**Article**
(begin)

She said that if I was interested, I could attend the elaborate ritual for Navratri at the Mehrangarh Fort on the other side of Jodhpur, above the blue-painted city, a hilltop garrison so imposing, Rudyard Kipling called it "the work of angels and giants." The puja—prayer ceremony — would be led by priests and members of the maharajah's family, the maharani, and the maharajah himself.

"Essential to propitiate goddess Durga, because of solar eclipse," the woman said.

The ritual would mark the start of the nine days of fasting and praying. And some people ("in the villages," as smug city-dwelling Indians liked to point out) would be sacrificing a goat.

"Burning it?"

"No. Cut off head of goat. Let blood flow"

One very hot day in Jodhpur, I followed the procession of Rajput royalty to the steep-sided fort and across its ramparts. The Durga temple (the traditional family temple of the Jodhpur royals) at the fort was an old one — the fort itself dates from the mid-fifteenth century — and it was mobbed with devotees and semi-hysterical subjects of the maharajah, a living connection to the sun diety.

Following him in the heat of this sun-struck fort was a shuffling mass of people with flutes, bells, gongs, drums, and garlands of flowers, all of them chanting, "Durga Mata ki jail" — Praise to Mother Durga.

(end)

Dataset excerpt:
(begin)

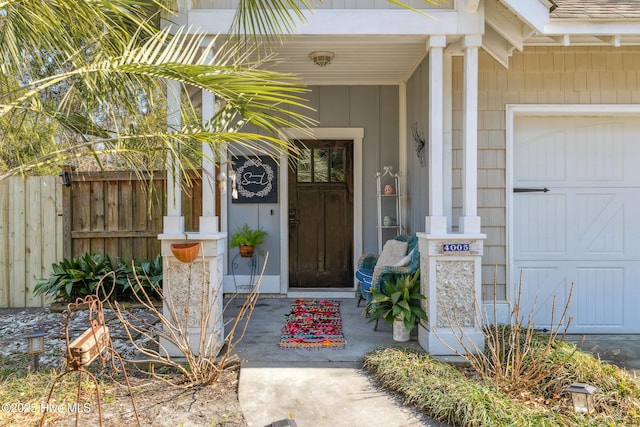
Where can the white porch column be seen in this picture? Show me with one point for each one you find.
(450, 263)
(193, 293)
(208, 220)
(436, 222)
(174, 221)
(470, 221)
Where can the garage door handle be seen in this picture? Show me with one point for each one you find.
(530, 190)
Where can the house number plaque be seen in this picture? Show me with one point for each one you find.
(455, 247)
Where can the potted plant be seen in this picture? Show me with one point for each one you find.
(246, 239)
(399, 302)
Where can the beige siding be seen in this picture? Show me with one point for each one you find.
(329, 4)
(539, 75)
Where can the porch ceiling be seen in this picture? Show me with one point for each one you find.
(358, 60)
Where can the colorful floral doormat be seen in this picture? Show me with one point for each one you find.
(313, 323)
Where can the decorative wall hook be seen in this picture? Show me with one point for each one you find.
(419, 141)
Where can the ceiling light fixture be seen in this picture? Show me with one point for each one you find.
(321, 58)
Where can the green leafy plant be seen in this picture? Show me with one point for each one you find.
(149, 273)
(76, 278)
(399, 298)
(247, 236)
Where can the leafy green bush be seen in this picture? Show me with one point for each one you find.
(461, 397)
(76, 278)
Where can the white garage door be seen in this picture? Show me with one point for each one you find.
(586, 228)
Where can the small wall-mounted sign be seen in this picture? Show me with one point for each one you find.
(455, 247)
(257, 179)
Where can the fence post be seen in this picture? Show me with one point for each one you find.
(67, 212)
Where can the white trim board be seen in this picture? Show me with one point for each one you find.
(541, 110)
(357, 136)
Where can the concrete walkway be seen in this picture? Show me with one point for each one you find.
(315, 388)
(327, 387)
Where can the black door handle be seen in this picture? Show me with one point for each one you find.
(530, 190)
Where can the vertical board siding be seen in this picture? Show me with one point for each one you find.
(30, 236)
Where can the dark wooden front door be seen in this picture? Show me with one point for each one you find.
(321, 216)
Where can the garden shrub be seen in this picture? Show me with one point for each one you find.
(79, 277)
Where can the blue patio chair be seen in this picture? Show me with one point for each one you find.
(370, 275)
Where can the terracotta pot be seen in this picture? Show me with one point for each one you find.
(186, 252)
(247, 251)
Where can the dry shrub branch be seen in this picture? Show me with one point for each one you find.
(517, 356)
(212, 355)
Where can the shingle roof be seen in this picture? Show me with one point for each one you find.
(596, 9)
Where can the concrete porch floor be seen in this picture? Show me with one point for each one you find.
(327, 387)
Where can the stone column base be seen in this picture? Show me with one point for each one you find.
(451, 269)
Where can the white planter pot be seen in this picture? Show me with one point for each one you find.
(400, 333)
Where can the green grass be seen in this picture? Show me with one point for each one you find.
(446, 393)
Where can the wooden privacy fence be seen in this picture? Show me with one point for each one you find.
(30, 236)
(116, 214)
(112, 213)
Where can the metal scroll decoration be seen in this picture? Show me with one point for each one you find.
(94, 343)
(418, 139)
(256, 179)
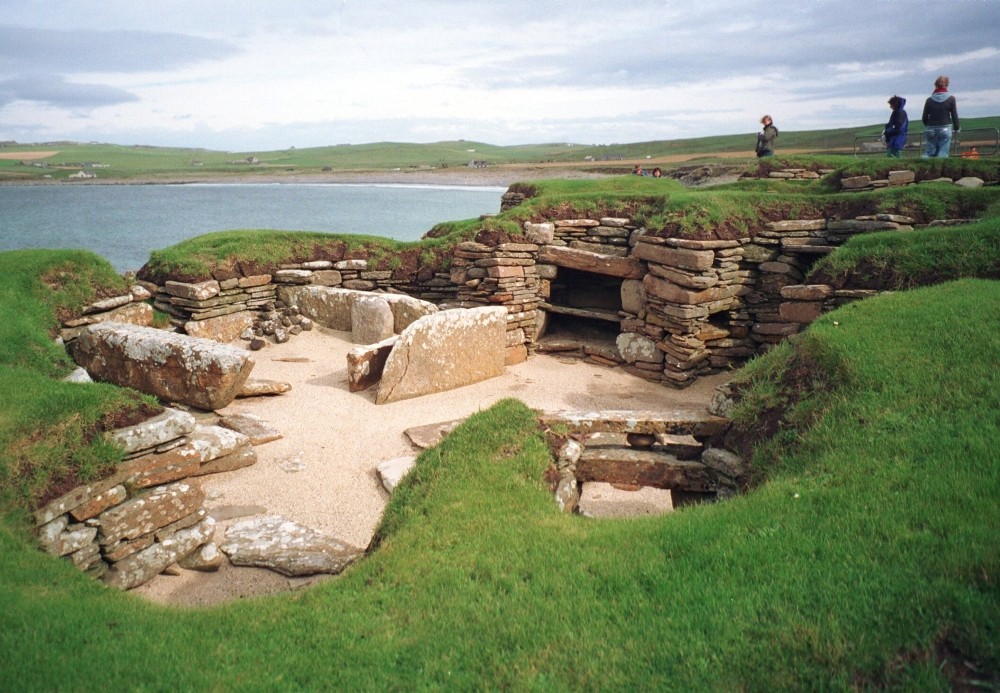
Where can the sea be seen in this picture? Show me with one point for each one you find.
(125, 223)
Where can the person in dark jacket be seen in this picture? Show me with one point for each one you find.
(895, 129)
(765, 138)
(940, 117)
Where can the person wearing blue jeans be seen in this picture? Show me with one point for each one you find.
(940, 118)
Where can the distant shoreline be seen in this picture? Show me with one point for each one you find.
(500, 176)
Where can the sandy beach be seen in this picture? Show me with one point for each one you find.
(322, 472)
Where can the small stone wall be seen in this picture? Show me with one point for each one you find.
(149, 514)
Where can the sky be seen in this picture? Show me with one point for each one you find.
(256, 75)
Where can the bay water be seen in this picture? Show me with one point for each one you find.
(124, 223)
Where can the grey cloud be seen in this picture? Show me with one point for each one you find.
(25, 49)
(56, 91)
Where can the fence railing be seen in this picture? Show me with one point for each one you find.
(965, 143)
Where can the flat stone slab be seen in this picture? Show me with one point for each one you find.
(600, 500)
(697, 423)
(631, 467)
(148, 563)
(430, 435)
(444, 351)
(173, 367)
(169, 425)
(253, 427)
(254, 387)
(587, 261)
(391, 472)
(286, 547)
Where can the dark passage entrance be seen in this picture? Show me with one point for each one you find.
(584, 306)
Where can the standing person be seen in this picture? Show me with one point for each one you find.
(765, 138)
(940, 116)
(895, 129)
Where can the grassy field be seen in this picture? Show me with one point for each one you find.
(118, 162)
(865, 556)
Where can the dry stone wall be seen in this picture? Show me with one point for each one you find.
(149, 514)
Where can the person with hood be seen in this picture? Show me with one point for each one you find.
(895, 129)
(765, 138)
(940, 116)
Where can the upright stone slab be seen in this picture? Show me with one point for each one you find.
(327, 306)
(224, 328)
(444, 351)
(366, 363)
(371, 319)
(173, 367)
(406, 310)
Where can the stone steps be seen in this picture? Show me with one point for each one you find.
(696, 423)
(636, 467)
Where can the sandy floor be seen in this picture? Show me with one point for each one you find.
(336, 439)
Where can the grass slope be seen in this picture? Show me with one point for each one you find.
(868, 551)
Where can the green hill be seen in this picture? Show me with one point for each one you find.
(123, 162)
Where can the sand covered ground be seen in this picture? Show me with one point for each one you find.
(322, 473)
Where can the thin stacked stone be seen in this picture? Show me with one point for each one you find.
(185, 302)
(149, 514)
(131, 308)
(502, 275)
(607, 235)
(689, 283)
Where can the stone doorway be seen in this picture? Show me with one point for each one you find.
(584, 306)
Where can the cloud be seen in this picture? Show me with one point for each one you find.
(113, 51)
(56, 91)
(235, 75)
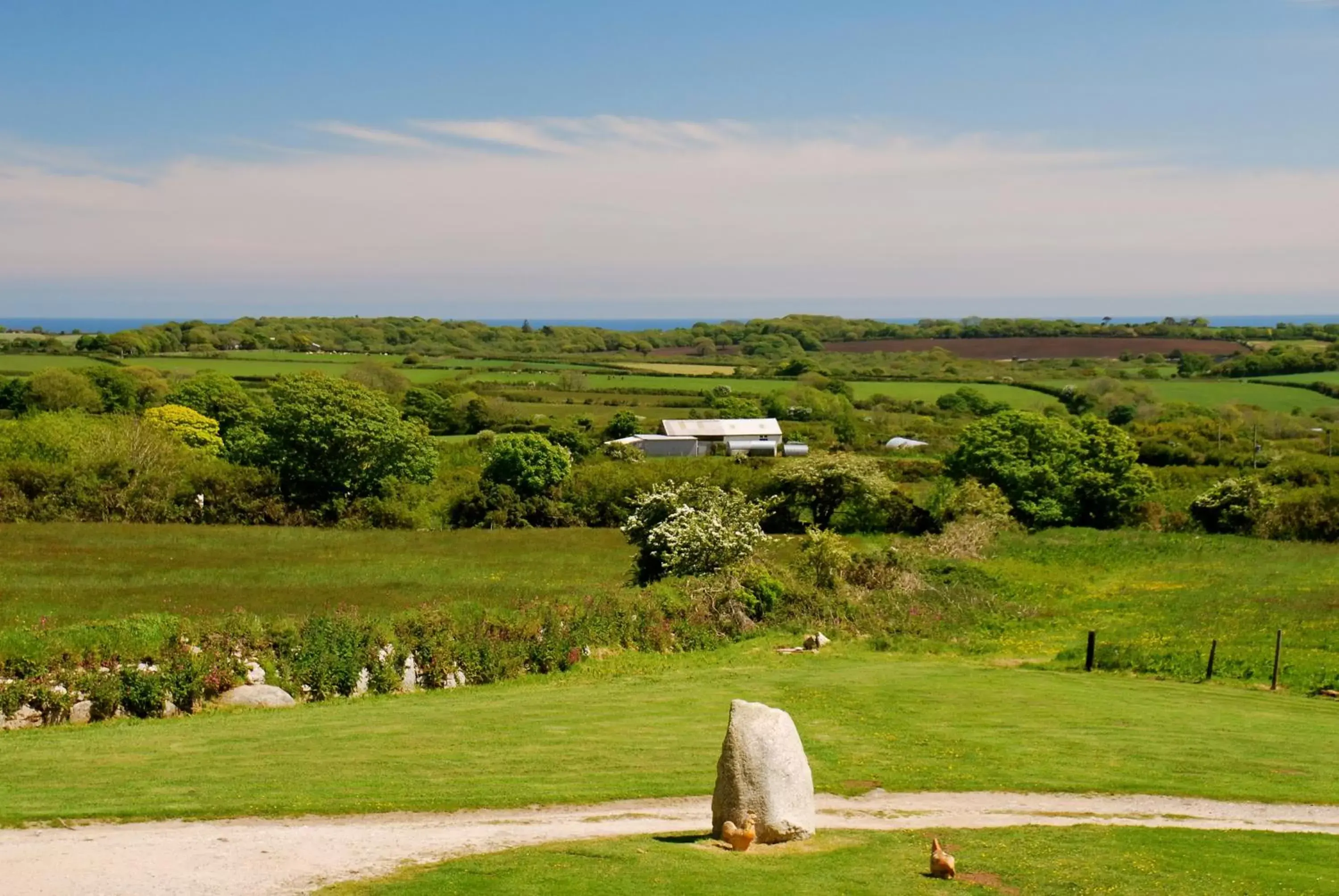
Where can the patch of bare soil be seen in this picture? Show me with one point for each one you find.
(989, 880)
(287, 856)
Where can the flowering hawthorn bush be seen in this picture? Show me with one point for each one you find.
(691, 530)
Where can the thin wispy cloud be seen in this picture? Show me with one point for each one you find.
(371, 136)
(630, 208)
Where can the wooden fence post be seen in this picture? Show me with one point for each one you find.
(1278, 649)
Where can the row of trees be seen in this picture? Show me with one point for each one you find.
(766, 338)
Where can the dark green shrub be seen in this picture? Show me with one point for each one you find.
(331, 655)
(105, 692)
(142, 693)
(1232, 507)
(1305, 515)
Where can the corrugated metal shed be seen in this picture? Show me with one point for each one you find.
(753, 448)
(765, 427)
(657, 445)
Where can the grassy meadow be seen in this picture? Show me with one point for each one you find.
(650, 725)
(902, 390)
(1220, 393)
(1156, 599)
(1037, 860)
(75, 572)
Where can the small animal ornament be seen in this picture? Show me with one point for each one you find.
(940, 863)
(740, 839)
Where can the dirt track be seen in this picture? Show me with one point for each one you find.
(271, 858)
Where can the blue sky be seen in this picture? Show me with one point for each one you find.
(144, 144)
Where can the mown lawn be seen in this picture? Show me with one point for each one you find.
(1038, 862)
(70, 572)
(650, 725)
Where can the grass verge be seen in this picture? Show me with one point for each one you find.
(1040, 862)
(650, 725)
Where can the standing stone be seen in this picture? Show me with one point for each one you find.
(764, 771)
(81, 713)
(256, 696)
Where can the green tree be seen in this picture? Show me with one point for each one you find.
(217, 397)
(117, 389)
(1192, 365)
(57, 389)
(623, 425)
(333, 438)
(1054, 472)
(14, 394)
(819, 487)
(1120, 415)
(379, 377)
(1234, 507)
(693, 530)
(188, 425)
(528, 464)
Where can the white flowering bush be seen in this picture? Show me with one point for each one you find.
(691, 530)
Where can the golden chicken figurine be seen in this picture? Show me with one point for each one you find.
(940, 863)
(740, 839)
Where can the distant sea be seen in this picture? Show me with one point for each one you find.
(113, 324)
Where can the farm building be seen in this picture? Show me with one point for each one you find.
(657, 445)
(695, 438)
(760, 430)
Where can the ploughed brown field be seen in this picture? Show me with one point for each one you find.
(1006, 347)
(673, 351)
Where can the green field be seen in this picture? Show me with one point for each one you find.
(645, 725)
(1323, 377)
(70, 572)
(1219, 393)
(1040, 862)
(900, 390)
(23, 365)
(1160, 597)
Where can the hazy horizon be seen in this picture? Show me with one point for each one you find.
(1027, 157)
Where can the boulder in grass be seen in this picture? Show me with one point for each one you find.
(81, 713)
(258, 696)
(764, 773)
(25, 717)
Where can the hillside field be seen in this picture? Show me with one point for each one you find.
(1220, 393)
(1007, 347)
(1157, 599)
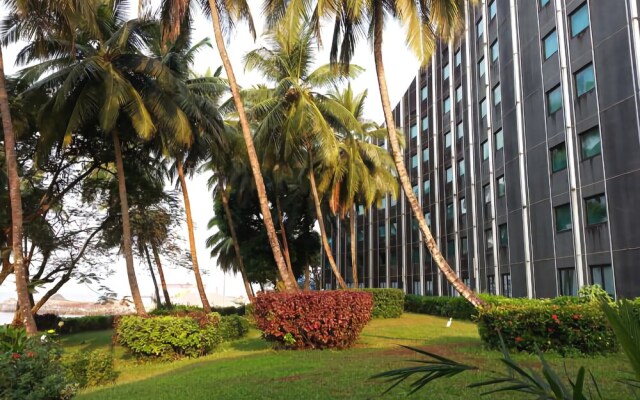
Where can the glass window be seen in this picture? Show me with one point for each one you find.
(596, 208)
(603, 275)
(501, 186)
(590, 143)
(585, 80)
(493, 10)
(495, 51)
(563, 217)
(485, 150)
(550, 44)
(559, 157)
(579, 20)
(497, 95)
(414, 131)
(567, 281)
(503, 233)
(554, 100)
(498, 139)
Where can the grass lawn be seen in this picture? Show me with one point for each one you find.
(250, 369)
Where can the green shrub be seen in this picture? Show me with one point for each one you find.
(89, 368)
(387, 303)
(233, 327)
(169, 337)
(545, 326)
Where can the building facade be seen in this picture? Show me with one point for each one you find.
(523, 147)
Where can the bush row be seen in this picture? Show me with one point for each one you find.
(317, 320)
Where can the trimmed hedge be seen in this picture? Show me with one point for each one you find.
(315, 320)
(169, 337)
(546, 326)
(387, 303)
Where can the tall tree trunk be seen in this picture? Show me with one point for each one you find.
(153, 277)
(126, 227)
(192, 239)
(451, 276)
(163, 282)
(323, 233)
(236, 244)
(354, 259)
(15, 198)
(289, 281)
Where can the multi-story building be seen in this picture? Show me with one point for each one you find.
(523, 147)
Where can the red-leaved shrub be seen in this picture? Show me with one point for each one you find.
(315, 320)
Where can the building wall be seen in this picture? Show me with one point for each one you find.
(506, 123)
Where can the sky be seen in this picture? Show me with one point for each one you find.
(400, 65)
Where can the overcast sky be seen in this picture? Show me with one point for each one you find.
(401, 67)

(end)

**Set of tasks**
1. Which lines in the records contain the string "person"? Show every such line in full, matching case exactly.
2. How does the account of the Navratri procession at Mehrangarh Fort go on? Continue it from its last sentence.

**Results for each task**
1.
Where can the person in dark jacket be seen in this picture? Show me with one point for each one you find.
Where can the person wearing blue jeans be seen in this picture? Show me with one point for each one you find.
Where can the standing person be seen in this picture? Show me with one point for each one you find.
Where can the person with hood be seen in this picture? Show me with one point for each one you find.

2.
Ritual is important to me, not for its dubious sanctity, but because it is a set of gestures that reveals the inner state of the people involved and their subtle protocol. From under an awning I strained to see the ceremony, the mutterings, the water splashings, the prostrations. The priests were both submissive and self-important, attending to the maharajah, who was performing the puja under the gaze of his loyal and chanting subjects. Here, an element of theater was added to an element of devotion.

The most painful moment was the arrival of the maharajah's son Shivraj Singh, the Yuvraj of Jodhpur and heir apparent. There were whispers that he might at last show himself, and this stirred a great intensity of anticipation, because he was known to have been severely injured.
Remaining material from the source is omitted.